» **The exercise**
Print the data that follows exactly.
-- start Task material --
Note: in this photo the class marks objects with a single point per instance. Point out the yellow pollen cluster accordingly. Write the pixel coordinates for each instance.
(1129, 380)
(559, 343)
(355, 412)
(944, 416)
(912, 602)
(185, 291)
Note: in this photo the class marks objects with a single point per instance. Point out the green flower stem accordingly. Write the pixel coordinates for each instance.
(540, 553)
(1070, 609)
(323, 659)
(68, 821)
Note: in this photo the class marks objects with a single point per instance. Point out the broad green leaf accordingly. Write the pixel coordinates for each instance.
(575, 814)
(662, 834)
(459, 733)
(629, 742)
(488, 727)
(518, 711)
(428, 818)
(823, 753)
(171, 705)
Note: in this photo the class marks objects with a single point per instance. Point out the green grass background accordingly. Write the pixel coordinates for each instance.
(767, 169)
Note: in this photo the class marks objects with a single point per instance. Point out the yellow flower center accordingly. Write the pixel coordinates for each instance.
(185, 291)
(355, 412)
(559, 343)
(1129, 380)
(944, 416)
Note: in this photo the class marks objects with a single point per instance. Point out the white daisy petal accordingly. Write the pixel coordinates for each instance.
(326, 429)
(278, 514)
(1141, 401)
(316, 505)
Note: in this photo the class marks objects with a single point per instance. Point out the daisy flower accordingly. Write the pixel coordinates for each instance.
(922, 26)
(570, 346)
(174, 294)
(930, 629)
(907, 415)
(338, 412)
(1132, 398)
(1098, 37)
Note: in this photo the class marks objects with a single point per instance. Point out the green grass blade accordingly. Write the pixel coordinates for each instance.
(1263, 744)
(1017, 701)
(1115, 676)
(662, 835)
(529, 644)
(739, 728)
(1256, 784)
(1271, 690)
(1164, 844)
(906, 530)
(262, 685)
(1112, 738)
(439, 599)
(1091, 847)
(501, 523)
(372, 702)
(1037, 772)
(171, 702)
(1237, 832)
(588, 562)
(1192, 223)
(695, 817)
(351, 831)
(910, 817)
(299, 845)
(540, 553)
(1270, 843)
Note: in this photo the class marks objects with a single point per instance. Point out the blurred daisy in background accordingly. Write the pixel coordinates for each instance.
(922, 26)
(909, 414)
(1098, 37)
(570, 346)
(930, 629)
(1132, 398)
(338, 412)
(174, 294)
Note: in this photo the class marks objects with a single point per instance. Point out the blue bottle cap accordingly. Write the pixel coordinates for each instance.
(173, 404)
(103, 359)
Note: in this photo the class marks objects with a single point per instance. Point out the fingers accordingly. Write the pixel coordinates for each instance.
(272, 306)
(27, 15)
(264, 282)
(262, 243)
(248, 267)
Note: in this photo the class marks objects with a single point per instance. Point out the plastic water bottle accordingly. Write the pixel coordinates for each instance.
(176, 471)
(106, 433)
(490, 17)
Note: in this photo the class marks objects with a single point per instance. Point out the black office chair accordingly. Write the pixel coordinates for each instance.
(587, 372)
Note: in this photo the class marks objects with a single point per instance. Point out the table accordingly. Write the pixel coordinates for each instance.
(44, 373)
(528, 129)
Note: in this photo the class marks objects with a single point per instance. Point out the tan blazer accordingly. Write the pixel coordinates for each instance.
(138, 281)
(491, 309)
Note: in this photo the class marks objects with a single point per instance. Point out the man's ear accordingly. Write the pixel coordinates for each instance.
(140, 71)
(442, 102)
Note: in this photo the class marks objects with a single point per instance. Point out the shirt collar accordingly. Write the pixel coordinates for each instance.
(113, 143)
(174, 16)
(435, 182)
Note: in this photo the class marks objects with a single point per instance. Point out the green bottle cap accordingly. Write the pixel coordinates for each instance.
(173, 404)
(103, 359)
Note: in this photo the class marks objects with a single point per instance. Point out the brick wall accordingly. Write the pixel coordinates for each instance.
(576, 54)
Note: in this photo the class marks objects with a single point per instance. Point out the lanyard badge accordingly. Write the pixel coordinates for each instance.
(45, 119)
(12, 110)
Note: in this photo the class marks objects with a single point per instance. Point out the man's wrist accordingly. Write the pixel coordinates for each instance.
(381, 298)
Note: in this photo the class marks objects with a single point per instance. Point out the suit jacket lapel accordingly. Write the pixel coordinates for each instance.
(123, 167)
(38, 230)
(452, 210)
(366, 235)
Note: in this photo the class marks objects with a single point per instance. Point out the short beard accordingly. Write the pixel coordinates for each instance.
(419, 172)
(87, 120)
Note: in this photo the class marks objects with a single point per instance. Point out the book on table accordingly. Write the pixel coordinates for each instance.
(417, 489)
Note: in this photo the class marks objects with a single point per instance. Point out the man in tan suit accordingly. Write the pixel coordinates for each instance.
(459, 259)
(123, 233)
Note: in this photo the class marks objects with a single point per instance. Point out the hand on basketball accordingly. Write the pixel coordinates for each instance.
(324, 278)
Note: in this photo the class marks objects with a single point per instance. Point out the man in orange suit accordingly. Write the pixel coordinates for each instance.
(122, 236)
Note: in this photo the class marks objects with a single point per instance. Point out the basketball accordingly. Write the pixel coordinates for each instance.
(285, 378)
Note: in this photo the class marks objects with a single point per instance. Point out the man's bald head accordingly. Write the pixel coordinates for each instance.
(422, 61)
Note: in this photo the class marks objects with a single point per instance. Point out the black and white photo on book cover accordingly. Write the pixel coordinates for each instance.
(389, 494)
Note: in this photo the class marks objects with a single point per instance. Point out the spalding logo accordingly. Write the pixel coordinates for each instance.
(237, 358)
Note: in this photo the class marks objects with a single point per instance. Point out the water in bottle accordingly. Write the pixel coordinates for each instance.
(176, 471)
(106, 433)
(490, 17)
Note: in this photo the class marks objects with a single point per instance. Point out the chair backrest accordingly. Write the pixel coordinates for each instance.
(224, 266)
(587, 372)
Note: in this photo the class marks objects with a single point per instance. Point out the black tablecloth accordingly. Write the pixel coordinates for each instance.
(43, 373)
-- end Task material --
» **Task solution**
Note: in this photo the class marks objects with a single point per instance. Point out the yellow pollen cluster accordingly. Write the pixel coordinates for each instance.
(1129, 380)
(559, 343)
(355, 412)
(944, 416)
(912, 602)
(185, 291)
Note: in this photo the class marks objects with a single point per instance. Point out the green flower stem accordingly. Write the pixel coordinates for each instance.
(540, 553)
(1070, 609)
(323, 659)
(68, 821)
Note: in this photo the class marks objects with a single point per instance. Point out the broad green leaf accordingly. Write the pixel coordinates for each instance.
(575, 814)
(662, 834)
(459, 733)
(629, 742)
(488, 727)
(518, 711)
(428, 818)
(823, 753)
(171, 705)
Note: in this photo the class marks objects with a single point per instance. Point out the green grass background accordingly. Write the pixel coordinates for each instance.
(767, 169)
Note: in this photo the class marks objects with a single point per instance. Point out the yellow flower center accordingly. Write the pixel coordinates for each instance.
(185, 291)
(355, 412)
(559, 343)
(1129, 380)
(944, 416)
Note: in this photo the class marks objects with a single point per instance. Point out the white daisy petal accordingly. Write the pixel coordinates for each instance.
(326, 429)
(278, 514)
(1141, 401)
(316, 505)
Note: in this photo the class marks objects with a single point per instance. Point out the daisy flower accordingly. Write the pixel coordinates for each instance.
(922, 26)
(570, 346)
(174, 294)
(930, 629)
(907, 415)
(338, 412)
(1132, 398)
(1098, 37)
Note: in this photo the class marks objects with a single point per instance. Point out the green grass blade accordingly. Write the pixel coordinates for each instance.
(1263, 744)
(1017, 701)
(1115, 676)
(662, 835)
(529, 644)
(739, 728)
(1256, 784)
(1271, 690)
(1164, 844)
(906, 530)
(262, 685)
(1112, 738)
(439, 599)
(1091, 847)
(501, 523)
(372, 702)
(1037, 772)
(171, 702)
(1237, 832)
(588, 562)
(1192, 223)
(695, 817)
(351, 831)
(910, 817)
(299, 845)
(540, 553)
(1270, 843)
Note: in this photo the class marks objects with a single point per instance. Point out the blurred daisy in background accordingly. Write the pixel coordinates for each instance.
(922, 26)
(909, 414)
(1098, 37)
(570, 346)
(930, 629)
(1132, 398)
(338, 412)
(174, 294)
Note: in this photo the class marks objects with a single point per instance. Point out the blue bottle cap accordingly. Write the pixel coordinates for each instance.
(173, 404)
(103, 359)
Note: in this photo the class marks objects with a single point per instance. Point out the fingers accordingly. Write the pixel coordinates for each instance.
(272, 306)
(27, 15)
(264, 282)
(262, 243)
(248, 267)
Note: in this photo the class marks objects with a single point per instance. Point out the plastic water bottle accordingly. Write the pixel coordinates for each instance.
(176, 471)
(106, 433)
(490, 17)
Note: in this photo the class marks objects with a single point per instance. Point out the black office chair accordingly. Write the pixel coordinates for each instance.
(587, 372)
Note: in this photo the class marks objects with a single point per instance. Point out the table accordingly. Write the pixel coordinates for each instance.
(44, 373)
(528, 129)
Note: in this photo the class marks objects with a single point per instance. Point out the tan blazer accordingly. Write the pixel coordinates for each instance.
(138, 281)
(491, 309)
Note: in this photo the class marks objects with a single point per instance. Point out the man's ear accordingly. Write the pixel coordinates for each instance.
(140, 71)
(442, 102)
Note: in this photo the class marks objects with a single point per instance. Point out the shirt collar accordingly. Write the pixel coordinates for each instance.
(113, 143)
(174, 16)
(435, 182)
Note: in this photo the class marks objects with a single point per instance. Point out the green bottle cap accordingly. Write the pixel coordinates for each instance.
(173, 404)
(103, 359)
Note: in this photo the class marks objects with a single point per instance. Point out the brick wall accordingly. Write the pixel coordinates for each instance.
(576, 54)
Note: in this photo the class marks objects with a single point per instance. Point out the lanyard badge accordingly. Write the pixel coordinates for each instance.
(45, 119)
(12, 110)
Note: in this photo the class marks objects with a single point per instance. Point out the man's wrist accordingly. Write the pixel coordinates for each instance.
(381, 298)
Note: in this photo the class marks objects with a single point per instance. Point out the suit jacket lapel accordingly. Write the pixel coordinates for each instance.
(123, 167)
(38, 230)
(452, 210)
(366, 235)
Note: in this photo the class marks objects with a single point per instance. Point out the short beard accordingly. Write the pixel coordinates for each instance.
(419, 172)
(87, 120)
Note: in this photo the class marks objects with a single point per instance. Point out the book on table accordingly. Write the pixel coordinates for each instance.
(417, 489)
Note: in this photo the class marks objects with a single point per instance. Point out the man in tan suit accordingly. Write the pixel coordinates for each instance.
(459, 259)
(123, 233)
Note: in this photo the class marks objects with a single point per instance. Point out the hand on basketball accordingly. Write the pixel coordinates for each instance.
(324, 278)
Note: in this photo the class marks objects with a single point per instance. Point out the man in orange suit accordingly. Write the pixel coordinates for each instance.
(122, 236)
Note: in this photo the class marks objects with a single point per instance. Point out the basketball accordingly. Write the pixel coordinates for each instance.
(285, 378)
Note: in this photo the class marks objects with a single point per instance. Point out the man's bald head accordingly. Write the pixel coordinates for each instance.
(422, 61)
Note: in this photo the class marks objects with a single point per instance. Point out the black and white photo on book cover accordingly. Write the pixel coordinates for each instance.
(389, 494)
Note: in this photo the class marks objects with a single point per instance. Point out the spalding logo accordingly. Write the pixel coordinates for each instance.
(237, 358)
Note: in this photo the class marks objects with a single point per instance. Point out the water in bottle accordingly. Write the pixel coordinates for each instance.
(176, 471)
(106, 433)
(490, 17)
Note: in this photo the class marks objects with a single point per instance. Point out the chair backrest accordingly. Write the pixel coordinates for each instance.
(224, 266)
(587, 372)
Note: in this photo the class marks objects with a single point per instance. Point out the black tablecloth accordingly. Write the pixel coordinates for each instance.
(43, 373)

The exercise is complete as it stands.